▶ [Exercise brief] Copy every entry word for word. Skip the pictures.

▶ [Record extracts]
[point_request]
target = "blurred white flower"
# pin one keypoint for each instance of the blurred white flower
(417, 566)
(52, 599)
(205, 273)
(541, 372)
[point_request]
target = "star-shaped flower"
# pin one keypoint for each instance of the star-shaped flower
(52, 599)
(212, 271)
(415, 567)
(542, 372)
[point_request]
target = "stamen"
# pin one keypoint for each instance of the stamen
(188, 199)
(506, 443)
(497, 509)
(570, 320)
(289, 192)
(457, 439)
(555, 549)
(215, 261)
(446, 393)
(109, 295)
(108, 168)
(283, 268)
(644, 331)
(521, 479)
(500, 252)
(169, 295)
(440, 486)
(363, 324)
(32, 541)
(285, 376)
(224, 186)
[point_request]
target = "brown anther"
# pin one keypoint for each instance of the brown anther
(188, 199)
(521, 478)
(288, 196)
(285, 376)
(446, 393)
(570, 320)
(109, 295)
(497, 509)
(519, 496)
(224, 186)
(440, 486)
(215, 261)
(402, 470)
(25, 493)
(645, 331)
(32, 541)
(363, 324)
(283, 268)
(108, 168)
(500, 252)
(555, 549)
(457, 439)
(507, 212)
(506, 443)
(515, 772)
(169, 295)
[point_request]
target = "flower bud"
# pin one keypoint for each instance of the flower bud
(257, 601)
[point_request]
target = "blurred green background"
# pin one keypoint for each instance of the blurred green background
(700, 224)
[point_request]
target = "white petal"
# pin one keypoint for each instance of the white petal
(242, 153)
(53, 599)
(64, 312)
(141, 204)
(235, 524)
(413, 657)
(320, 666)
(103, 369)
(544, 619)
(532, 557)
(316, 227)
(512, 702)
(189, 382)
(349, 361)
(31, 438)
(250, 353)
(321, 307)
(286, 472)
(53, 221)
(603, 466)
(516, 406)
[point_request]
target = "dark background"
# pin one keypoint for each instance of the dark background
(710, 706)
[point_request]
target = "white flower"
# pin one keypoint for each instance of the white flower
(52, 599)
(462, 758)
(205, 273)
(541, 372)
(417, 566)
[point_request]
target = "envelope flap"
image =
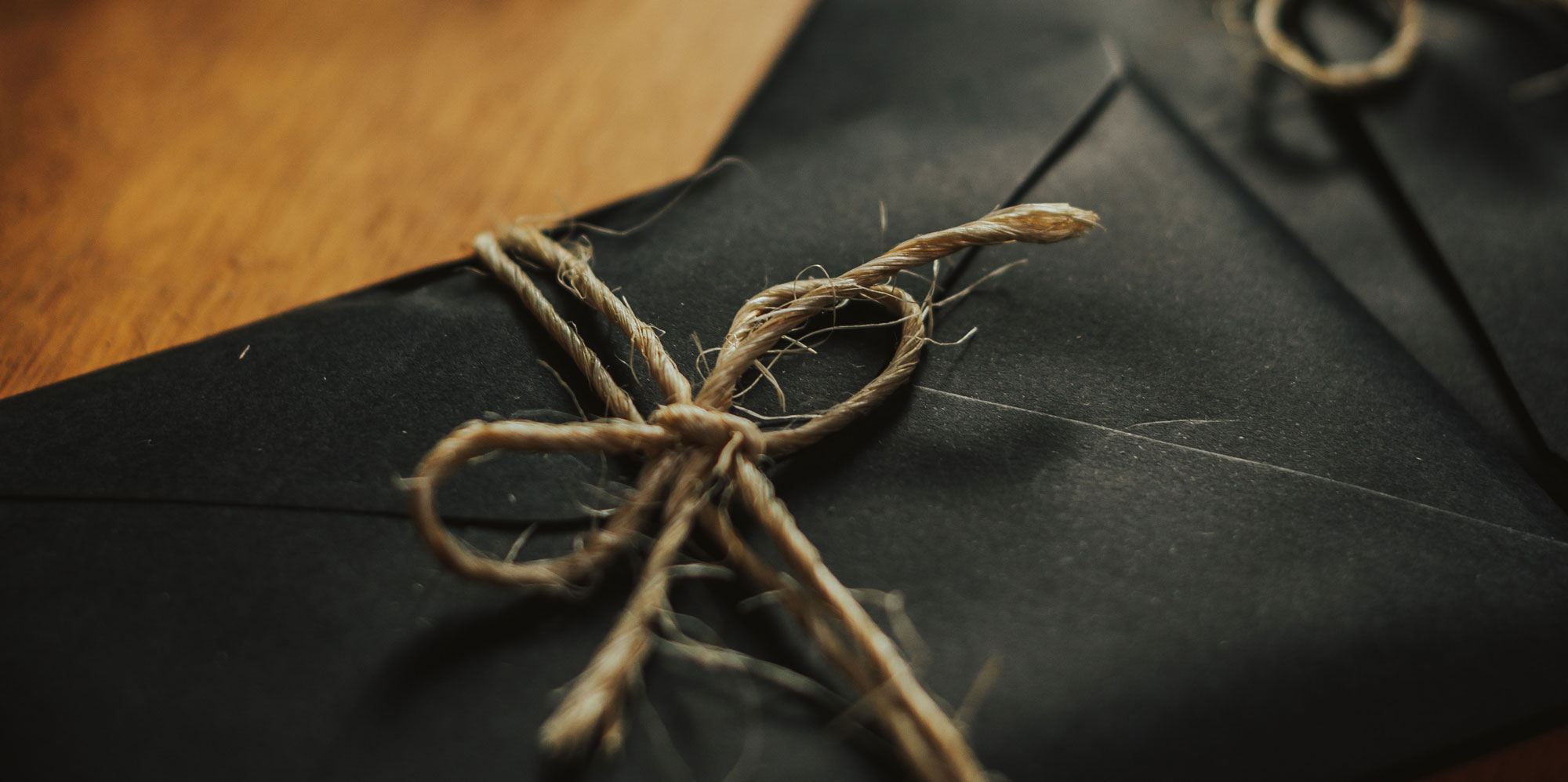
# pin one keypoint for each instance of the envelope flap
(327, 406)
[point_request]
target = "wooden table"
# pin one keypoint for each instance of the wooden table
(172, 169)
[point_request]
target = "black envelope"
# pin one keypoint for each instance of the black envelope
(1208, 512)
(1439, 202)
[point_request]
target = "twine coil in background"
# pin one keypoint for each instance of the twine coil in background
(1388, 65)
(702, 460)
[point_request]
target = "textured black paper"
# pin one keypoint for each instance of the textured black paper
(1213, 517)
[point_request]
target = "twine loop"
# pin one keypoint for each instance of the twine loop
(702, 462)
(1385, 67)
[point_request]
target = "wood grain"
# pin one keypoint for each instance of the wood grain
(172, 169)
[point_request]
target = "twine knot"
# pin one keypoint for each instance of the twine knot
(702, 427)
(694, 446)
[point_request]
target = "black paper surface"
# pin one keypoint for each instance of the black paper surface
(1213, 517)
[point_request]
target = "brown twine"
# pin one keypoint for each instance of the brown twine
(1388, 65)
(702, 460)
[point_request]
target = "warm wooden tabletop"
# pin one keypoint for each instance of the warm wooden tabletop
(172, 169)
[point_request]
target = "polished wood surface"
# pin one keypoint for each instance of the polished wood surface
(172, 169)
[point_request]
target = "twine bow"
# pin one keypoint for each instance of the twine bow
(700, 462)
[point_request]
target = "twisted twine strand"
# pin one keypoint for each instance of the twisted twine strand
(1388, 65)
(700, 459)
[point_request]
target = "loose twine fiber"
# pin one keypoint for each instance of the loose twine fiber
(700, 462)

▶ [Answer to the problem]
[point_request]
target = "blurred white flower"
# pin one keypoint for each instance of the blurred white flower
(417, 566)
(52, 599)
(205, 273)
(541, 372)
[point_request]
target = "star-shaped flower"
# pin one keypoint for each instance of the star-shaped flower
(52, 599)
(212, 271)
(415, 567)
(542, 372)
[point_request]
target = "stamen"
# pin one keypoint for each instance of the stamen
(188, 199)
(506, 443)
(497, 509)
(570, 320)
(289, 192)
(457, 439)
(555, 549)
(215, 261)
(446, 393)
(109, 295)
(108, 168)
(283, 268)
(644, 331)
(521, 479)
(500, 252)
(169, 295)
(440, 486)
(363, 324)
(32, 541)
(285, 376)
(224, 186)
[point_request]
target = "brown anther"
# pin one keypoint for each instance of the brown anther
(188, 199)
(521, 478)
(288, 196)
(285, 376)
(446, 393)
(570, 320)
(109, 295)
(497, 509)
(519, 496)
(224, 186)
(440, 486)
(215, 261)
(402, 470)
(25, 493)
(645, 331)
(32, 541)
(363, 324)
(283, 268)
(108, 168)
(500, 252)
(555, 549)
(457, 439)
(507, 212)
(506, 443)
(515, 772)
(169, 295)
[point_request]
target = "flower bud"
# pin one keypoint for each instance of the flower bud
(257, 601)
[point_request]
target = "blurred green background"
# pin one keypoint for each instance of the blurred green background
(700, 224)
[point_request]
target = "white petal"
# pin one keypoint for each instance of the white petal
(242, 153)
(53, 599)
(64, 312)
(141, 204)
(235, 524)
(413, 657)
(320, 666)
(103, 369)
(544, 619)
(532, 557)
(316, 227)
(512, 702)
(189, 382)
(349, 361)
(31, 438)
(250, 353)
(321, 307)
(286, 472)
(53, 221)
(603, 466)
(516, 406)
[point_request]
target = "dark background"
# pin one keypoint for each instance of the dark background
(710, 706)
[point_request]
target = "white flower"
# pin one keypoint for each instance of the white flower
(52, 599)
(462, 758)
(205, 273)
(541, 372)
(417, 566)
[point_request]
target = "envelope flap"
image =
# pin one keypoint for each instance of the envelope flap
(327, 406)
[point_request]
target = "wooden table"
# pin one keypoint for each instance of the wooden table
(172, 169)
[point_request]
target = "black envelope"
# pin one keypoint for each instance of the black envelope
(1208, 512)
(1439, 202)
[point_request]
target = "twine coil in background"
# pin one keypoint for each instance of the twine coil in background
(1388, 65)
(702, 460)
[point_request]
target = "textured black paper"
# pin one keypoint for each instance of the textured black paper
(1213, 517)
[point_request]
target = "twine loop"
# pin one keypoint for each instance of the twine loop
(702, 462)
(1385, 67)
[point_request]
target = "wood grain"
# pin one keypoint for each instance of the wood grain
(172, 169)
[point_request]
target = "twine knot"
# pin one keypoint for each instance of the twine knot
(702, 427)
(694, 446)
[point_request]
target = "black paper surface"
# pin one keypoint for each instance of the black paper surface
(1213, 517)
[point_request]
target = "brown twine"
# pin one keypoint for each instance of the brown twine
(1388, 65)
(702, 460)
[point_request]
target = "warm wooden tabletop"
# pin one keypoint for each instance of the warm wooden tabletop
(172, 169)
[point_request]
target = "polished wood surface"
# pin one keypoint for each instance of the polished wood surface
(172, 169)
[point_request]
target = "twine bow"
# pin one keypoint for each instance of the twine bow
(700, 462)
[point_request]
target = "twisted twine strand"
# pin one keypoint for each instance of the twisted twine strand
(1388, 65)
(700, 459)
[point_request]
target = "loose twine fiber"
# pin one keypoint for each instance of the loose twine fiber
(700, 462)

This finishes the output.